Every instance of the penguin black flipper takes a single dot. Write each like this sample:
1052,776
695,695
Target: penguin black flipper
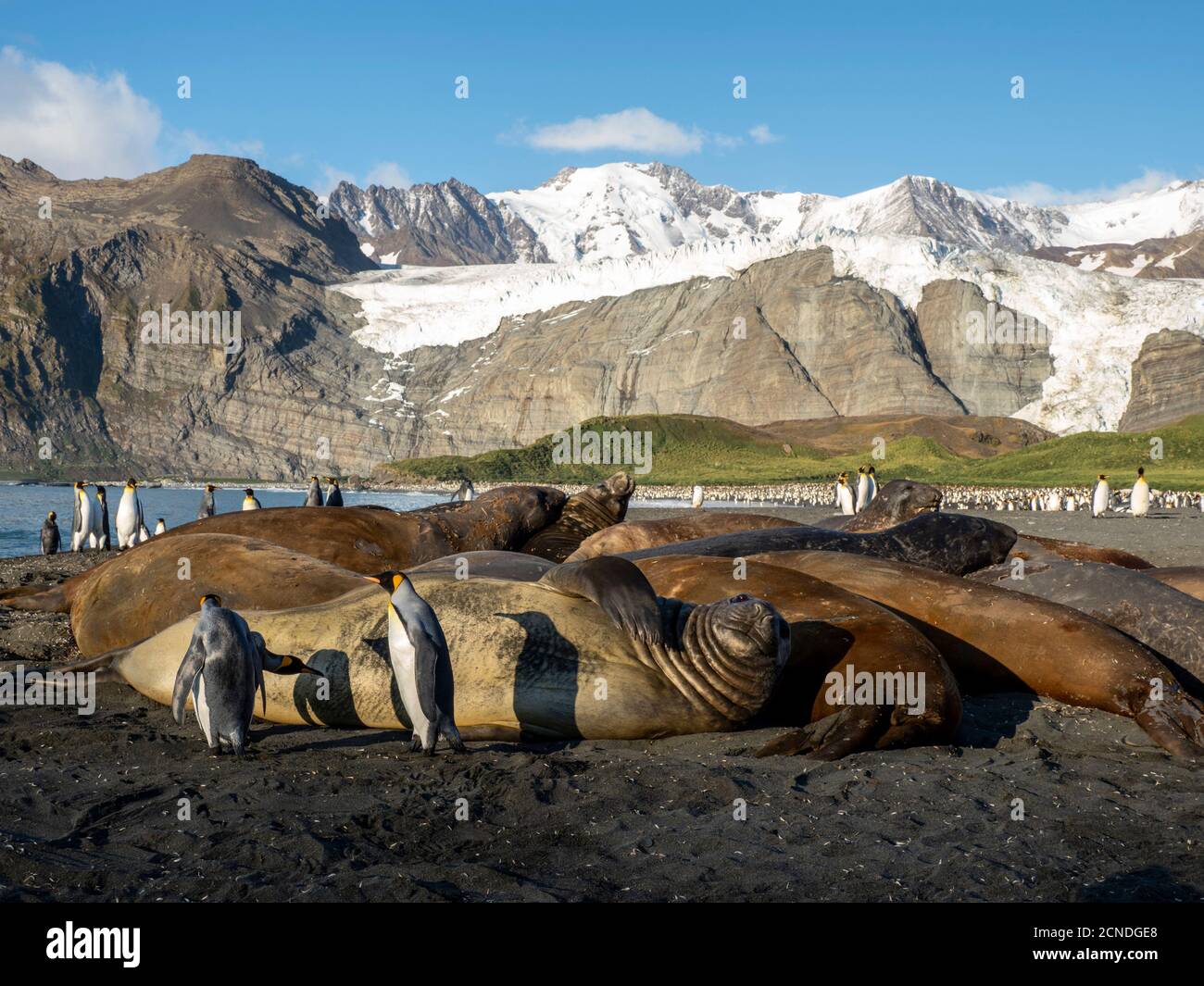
618,588
192,666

__What is asked__:
Could you retype the records above word for word, leaving the pictures out?

__Response to the exercise__:
Every instance of the penguin black flipper takes a single dot. Write each like this sample:
1052,776
695,695
Target: penguin black flipper
618,588
192,666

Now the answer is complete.